● **Passage shown**
* Begin *

The term ‘fan’ covers a wide range of affinities, dedication, emotional involvement and, sometimes, obsession. Alternative terms such as ‘aficionados’, ‘buffs’, ‘cultists’, ‘enthusiasts’, ‘followers’ and the like do not seem to have as much currency as ‘fans’; and yet, with more and more people consuming popular culture through various degrees of fandom, the term ‘fan’ itself is allegedly about to disappear from the relevant narratives (Jenkins 2007). The fandom referred to in this study seems to be part of this normalized, everyday socio-cultural phenomenon mentioned by Gray et al. (2007b: 7), ‘being a fan has become an ever more common mode of cultural consumption’, and Jenkins (2007: 361), ‘this kind of fandom is everywhere and all the time, a central part of the everyday lives of consumers operating within a networked society’. This widespread and more moderate type of fandom is inevitably more appropriate for the case in hand. First of all, even though ‘fans, for better or for worse, tend to engage with […] texts not in a rationally detached but in an emotionally involved and invested way’ (Gray et al. 2007b: 10), any kind of actual ‘fanatism’ would have been anathema within the context of the rapprochement, which necessitates a milder and more sensible approach. Quite often, the few isolated instances of actual or potential fanatism are quickly and efficiently dealt with within the confines of the forums in question.

Second, the networks offered by the internet environment afford contemporary fans means of reaching out to the world in ways which could not have been dreamt of by previous generations. These new media and networks not only work within their own immediate societies, but also open up to the neighbouring ones and beyond, bringing together people ← 135 | 136 →from various ethnic, national, linguistic and geographic backgrounds, who may have the relevant resources and knowledge. In the forums analysed, requests for translations, for instance, come from people of various linguistic and national backgrounds: from the Balkans, the Middle East or Western Europe. The ensuing translations come from Turkish and Greek speakers spread across the world.

* End *

● **What is asked**
Write the next paragraph of the passage on fans and fandom, picking up after its final sentence. The material after this text is separate and unrelated to it.

● **Dataset extract**
* Begin *

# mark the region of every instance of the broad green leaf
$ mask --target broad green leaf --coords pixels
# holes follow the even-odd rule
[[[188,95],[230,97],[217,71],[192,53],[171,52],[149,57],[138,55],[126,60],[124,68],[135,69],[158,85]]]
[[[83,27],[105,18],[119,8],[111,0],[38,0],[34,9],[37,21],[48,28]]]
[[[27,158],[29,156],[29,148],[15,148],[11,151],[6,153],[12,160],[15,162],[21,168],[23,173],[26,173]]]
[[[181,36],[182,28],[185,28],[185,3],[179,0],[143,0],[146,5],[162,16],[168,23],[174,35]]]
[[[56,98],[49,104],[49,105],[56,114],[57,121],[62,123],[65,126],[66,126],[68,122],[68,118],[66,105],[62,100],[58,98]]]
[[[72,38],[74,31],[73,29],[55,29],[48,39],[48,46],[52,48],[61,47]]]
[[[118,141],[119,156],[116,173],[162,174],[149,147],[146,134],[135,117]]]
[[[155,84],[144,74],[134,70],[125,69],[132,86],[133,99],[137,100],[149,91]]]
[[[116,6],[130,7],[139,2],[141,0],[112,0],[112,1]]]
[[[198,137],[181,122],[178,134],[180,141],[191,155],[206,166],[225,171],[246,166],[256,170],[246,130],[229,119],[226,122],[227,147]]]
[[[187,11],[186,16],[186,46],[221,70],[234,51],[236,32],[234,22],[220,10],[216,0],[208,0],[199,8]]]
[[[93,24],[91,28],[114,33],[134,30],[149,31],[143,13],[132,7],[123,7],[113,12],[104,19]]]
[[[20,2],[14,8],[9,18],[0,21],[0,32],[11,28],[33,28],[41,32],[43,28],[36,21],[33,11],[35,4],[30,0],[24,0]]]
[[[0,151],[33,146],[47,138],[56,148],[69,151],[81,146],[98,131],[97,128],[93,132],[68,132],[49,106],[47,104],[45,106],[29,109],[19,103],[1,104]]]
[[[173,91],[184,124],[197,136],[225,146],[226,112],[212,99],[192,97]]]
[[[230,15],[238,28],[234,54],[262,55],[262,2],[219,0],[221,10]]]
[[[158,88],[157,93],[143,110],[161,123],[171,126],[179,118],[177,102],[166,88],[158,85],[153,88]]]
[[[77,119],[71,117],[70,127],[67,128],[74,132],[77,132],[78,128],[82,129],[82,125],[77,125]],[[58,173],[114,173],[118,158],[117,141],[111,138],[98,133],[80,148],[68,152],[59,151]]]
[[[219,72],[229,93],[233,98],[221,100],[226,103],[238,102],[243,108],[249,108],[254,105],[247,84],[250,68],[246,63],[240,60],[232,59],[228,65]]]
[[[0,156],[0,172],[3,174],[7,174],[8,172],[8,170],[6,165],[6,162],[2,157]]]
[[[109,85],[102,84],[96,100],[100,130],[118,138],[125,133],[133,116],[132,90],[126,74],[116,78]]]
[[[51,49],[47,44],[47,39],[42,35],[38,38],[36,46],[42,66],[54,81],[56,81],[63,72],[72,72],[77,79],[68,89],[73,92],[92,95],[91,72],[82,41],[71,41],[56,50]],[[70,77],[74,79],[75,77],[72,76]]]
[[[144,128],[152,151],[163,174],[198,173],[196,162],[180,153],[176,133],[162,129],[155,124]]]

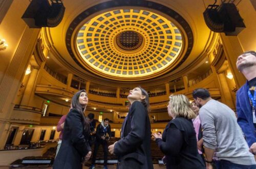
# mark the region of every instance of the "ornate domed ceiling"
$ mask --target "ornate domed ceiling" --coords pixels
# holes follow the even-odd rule
[[[111,11],[87,22],[78,31],[77,46],[87,66],[108,75],[148,76],[178,57],[180,30],[171,22],[145,10]]]
[[[132,1],[127,8],[121,3],[92,7],[70,24],[66,45],[80,66],[104,78],[137,81],[169,72],[185,61],[193,37],[180,15],[155,3]]]

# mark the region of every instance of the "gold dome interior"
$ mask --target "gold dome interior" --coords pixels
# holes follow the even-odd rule
[[[182,35],[172,22],[142,10],[120,9],[86,22],[76,37],[86,66],[114,77],[141,77],[170,67],[179,56]]]

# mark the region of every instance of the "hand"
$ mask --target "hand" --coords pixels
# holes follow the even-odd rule
[[[203,150],[203,143],[204,142],[204,141],[203,140],[203,139],[201,138],[197,142],[197,149],[199,150],[200,151],[202,152]]]
[[[249,149],[249,151],[251,153],[255,155],[256,154],[256,142],[254,142],[251,145],[250,149]]]
[[[117,142],[117,141],[115,142],[112,145],[109,146],[109,152],[111,154],[114,154],[114,148],[115,148],[115,144]]]
[[[88,161],[92,155],[92,152],[90,151],[87,153],[86,157],[84,157],[84,161]]]
[[[153,136],[155,139],[157,138],[162,139],[162,135],[160,133],[154,133],[152,134],[152,136]]]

* End *

● **Task output**
Third, it is not only the reach of the networks that have drastically improved, but also the technology that is available to the fans. Being able to combine the audio and visual dimensions, to use hyperlinks and to edit music and image in such a way that one can juxtapose old 78 rpms with contemporary digital recordings have all changed the perspective of contemporary fandom and are highly relevant to this discussion. Last but not least, studying this kind of fandom becomes crucial for the purposes of understanding the rapprochement since, as foregrounded by Gray et al. (2007b: 9–10):

It is precisely because fan consumption has grown into a taken-for-granted aspect of modern communication and consumption that it warrants critical analysis and investigation more than ever. […] Studying fan audiences allows us to explore some of the key mechanisms through which we interact with the mediated world at the heart of our social, political, and cultural realities and identities.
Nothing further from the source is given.